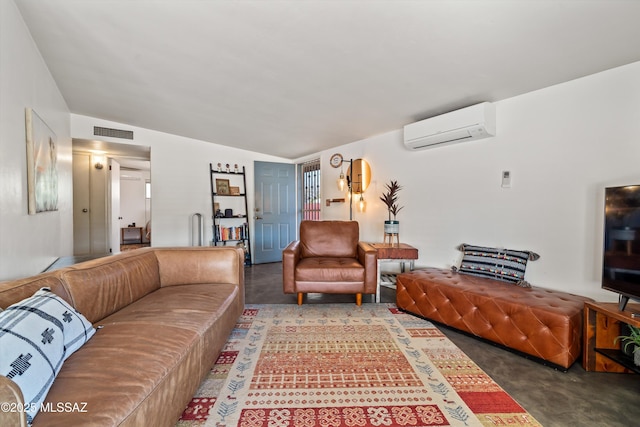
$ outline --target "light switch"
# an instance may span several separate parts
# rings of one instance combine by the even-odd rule
[[[511,172],[502,171],[502,188],[511,188]]]

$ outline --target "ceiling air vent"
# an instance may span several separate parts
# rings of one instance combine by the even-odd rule
[[[93,134],[97,136],[109,136],[111,138],[133,139],[132,130],[110,129],[94,126]]]

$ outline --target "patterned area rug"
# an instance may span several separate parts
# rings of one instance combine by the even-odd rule
[[[179,427],[540,426],[393,304],[248,305]]]

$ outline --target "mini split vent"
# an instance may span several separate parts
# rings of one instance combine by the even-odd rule
[[[110,129],[94,126],[93,134],[97,136],[109,136],[111,138],[133,139],[132,130]]]
[[[495,134],[495,106],[483,102],[406,125],[404,145],[409,150],[424,150]]]

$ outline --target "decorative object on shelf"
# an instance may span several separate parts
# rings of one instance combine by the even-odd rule
[[[227,163],[226,165],[224,165],[224,167],[226,168],[227,172],[229,172],[229,163]]]
[[[633,325],[628,325],[628,327],[629,335],[616,337],[614,342],[624,342],[624,345],[622,346],[624,352],[628,352],[629,346],[631,346],[633,348],[631,350],[631,353],[633,353],[633,363],[636,366],[640,366],[640,351],[638,350],[640,349],[640,328]]]
[[[380,197],[389,212],[389,219],[384,222],[384,241],[386,242],[387,238],[390,238],[390,241],[393,242],[395,237],[400,243],[400,221],[396,219],[396,216],[404,208],[404,206],[398,206],[398,192],[402,190],[402,186],[398,184],[398,181],[391,180],[385,187],[386,192],[382,193]],[[393,215],[393,219],[391,219],[391,215]]]
[[[232,196],[239,196],[240,195],[240,187],[229,187],[229,194]]]
[[[243,240],[239,241],[238,243],[236,243],[236,246],[244,250],[244,256],[246,257],[249,251],[247,250],[247,245],[244,244],[244,241]]]
[[[218,172],[222,172],[222,163],[218,163]]]
[[[236,163],[236,164],[233,165],[233,173],[238,173],[238,172],[239,172],[238,171],[238,164]]]
[[[233,209],[225,209],[224,210],[225,218],[233,218]]]
[[[221,196],[228,196],[231,194],[228,179],[216,178],[216,193]]]

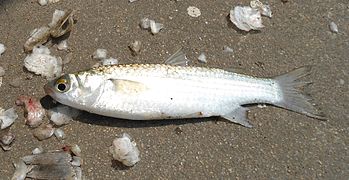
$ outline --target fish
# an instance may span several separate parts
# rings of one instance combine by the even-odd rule
[[[118,64],[65,74],[44,86],[54,100],[90,113],[129,120],[218,116],[245,127],[250,104],[271,104],[311,118],[324,114],[302,88],[311,66],[259,78],[188,66],[182,50],[163,64]]]

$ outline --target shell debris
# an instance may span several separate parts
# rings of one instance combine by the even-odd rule
[[[241,30],[260,30],[262,24],[261,13],[248,6],[236,6],[230,11],[230,21]]]
[[[106,59],[107,58],[107,50],[106,49],[97,49],[92,57],[93,59],[99,59],[99,60],[103,60],[103,59]]]
[[[6,47],[4,44],[0,43],[0,56],[6,51]]]
[[[73,118],[76,118],[79,114],[79,110],[64,105],[59,105],[48,110],[48,116],[56,126],[69,124]]]
[[[140,41],[134,41],[128,46],[133,56],[138,55],[142,49],[142,43]]]
[[[190,17],[199,17],[201,15],[200,9],[195,6],[189,6],[187,11]]]
[[[201,62],[201,63],[207,63],[207,58],[206,58],[205,53],[201,53],[201,54],[199,55],[199,57],[198,57],[198,60],[199,60],[199,62]]]
[[[45,109],[40,101],[30,96],[19,96],[16,100],[17,106],[24,106],[25,123],[30,127],[38,127],[46,115]]]
[[[152,34],[157,34],[160,32],[161,29],[164,28],[163,24],[157,23],[154,20],[149,19],[149,18],[141,19],[141,22],[139,25],[142,29],[150,29],[150,32]]]
[[[17,118],[18,114],[14,108],[7,109],[6,111],[0,108],[0,129],[10,127]]]
[[[37,148],[33,149],[32,154],[34,154],[34,155],[41,154],[43,152],[44,152],[44,149],[42,147],[37,147]]]
[[[119,61],[117,59],[115,59],[115,58],[112,58],[112,57],[101,60],[101,64],[103,66],[105,66],[105,65],[115,65],[115,64],[118,64],[118,63],[119,63]]]
[[[42,141],[50,138],[53,135],[54,130],[55,129],[52,127],[51,124],[46,124],[36,128],[33,132],[33,135],[36,139]]]
[[[9,151],[11,149],[11,145],[15,140],[15,135],[8,132],[0,138],[0,146],[4,151]]]
[[[45,46],[38,46],[24,59],[24,67],[28,71],[42,75],[46,78],[58,77],[62,74],[62,59],[50,55],[50,50]]]
[[[337,24],[334,23],[333,21],[330,22],[329,27],[330,27],[331,32],[333,32],[333,33],[338,33],[339,32]]]
[[[54,135],[56,136],[56,138],[58,140],[65,139],[65,134],[64,134],[64,131],[62,129],[59,129],[59,128],[55,129]]]
[[[224,53],[233,53],[234,50],[229,46],[223,46],[223,52]]]
[[[120,161],[125,166],[134,166],[140,160],[136,143],[131,141],[131,137],[127,133],[114,139],[112,146],[109,147],[109,152],[115,160]]]
[[[68,50],[68,41],[67,40],[60,41],[57,44],[57,49],[60,50],[60,51]]]

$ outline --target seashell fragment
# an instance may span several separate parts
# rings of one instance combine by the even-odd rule
[[[30,96],[19,96],[16,100],[17,106],[24,106],[25,123],[30,127],[38,127],[45,117],[45,109],[40,101]]]
[[[6,47],[4,44],[0,43],[0,56],[6,51]]]
[[[51,124],[46,124],[36,128],[33,132],[34,137],[39,141],[50,138],[54,133],[54,128]]]
[[[57,126],[69,124],[79,114],[79,110],[64,105],[59,105],[48,111],[50,120]]]
[[[188,11],[188,15],[191,17],[199,17],[201,15],[200,9],[195,6],[189,6],[187,8],[187,11]]]
[[[93,59],[99,59],[99,60],[103,60],[107,58],[107,50],[106,49],[97,49],[93,55],[92,55]]]
[[[201,53],[198,57],[199,62],[201,63],[207,63],[206,55],[205,53]]]
[[[14,108],[10,108],[6,111],[0,108],[0,129],[10,127],[17,118],[18,115]]]
[[[134,166],[139,160],[139,150],[136,143],[131,142],[130,136],[126,133],[120,138],[115,138],[109,152],[113,158],[125,166]]]
[[[261,13],[248,6],[236,6],[230,11],[230,21],[241,30],[260,30],[262,24]]]
[[[9,151],[11,149],[11,144],[15,140],[15,135],[8,132],[0,138],[0,146],[4,151]]]

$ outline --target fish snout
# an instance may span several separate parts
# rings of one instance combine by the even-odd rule
[[[47,95],[52,95],[53,94],[53,89],[51,88],[50,86],[50,83],[47,83],[45,86],[44,86],[44,91]]]

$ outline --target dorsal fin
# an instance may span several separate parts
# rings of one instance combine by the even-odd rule
[[[170,56],[166,61],[165,64],[168,65],[177,65],[177,66],[188,66],[189,60],[185,56],[182,48],[178,49],[172,56]]]
[[[148,88],[145,84],[127,79],[109,79],[113,82],[115,90],[128,94],[138,94],[146,91]]]

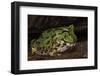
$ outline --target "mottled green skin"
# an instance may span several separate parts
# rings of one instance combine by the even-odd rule
[[[47,29],[38,39],[31,41],[32,53],[44,52],[43,55],[48,55],[49,52],[57,52],[56,47],[64,43],[75,43],[77,37],[74,33],[74,25],[62,26]]]

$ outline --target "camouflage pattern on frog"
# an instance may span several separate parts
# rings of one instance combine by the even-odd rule
[[[74,25],[56,27],[45,30],[38,39],[31,41],[32,54],[60,55],[70,47],[75,46],[77,37]]]

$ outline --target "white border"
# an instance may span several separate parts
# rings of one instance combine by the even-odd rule
[[[82,16],[88,17],[88,58],[64,60],[27,60],[27,15],[57,15],[57,16]],[[60,9],[43,7],[20,7],[20,70],[46,69],[61,67],[94,66],[94,11],[78,9]]]

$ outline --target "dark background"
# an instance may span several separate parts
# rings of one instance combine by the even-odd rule
[[[87,23],[87,17],[28,15],[28,60],[87,58]],[[48,28],[69,26],[70,24],[74,24],[75,34],[78,38],[76,46],[72,50],[64,53],[61,57],[33,56],[31,54],[30,42],[33,38],[38,38]]]

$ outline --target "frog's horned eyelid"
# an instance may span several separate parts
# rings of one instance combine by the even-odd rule
[[[68,31],[69,31],[68,29],[64,29],[64,30],[63,30],[63,32],[68,32]]]
[[[63,31],[67,31],[68,32],[69,30],[64,28]]]

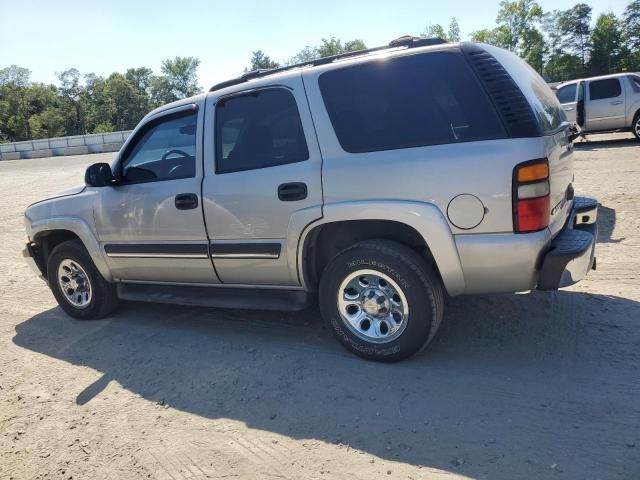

_Task to complete_
Return every line from the records above that holds the word "fish".

_Reply to the exercise_
$ outline --target fish
$ outline --target fish snout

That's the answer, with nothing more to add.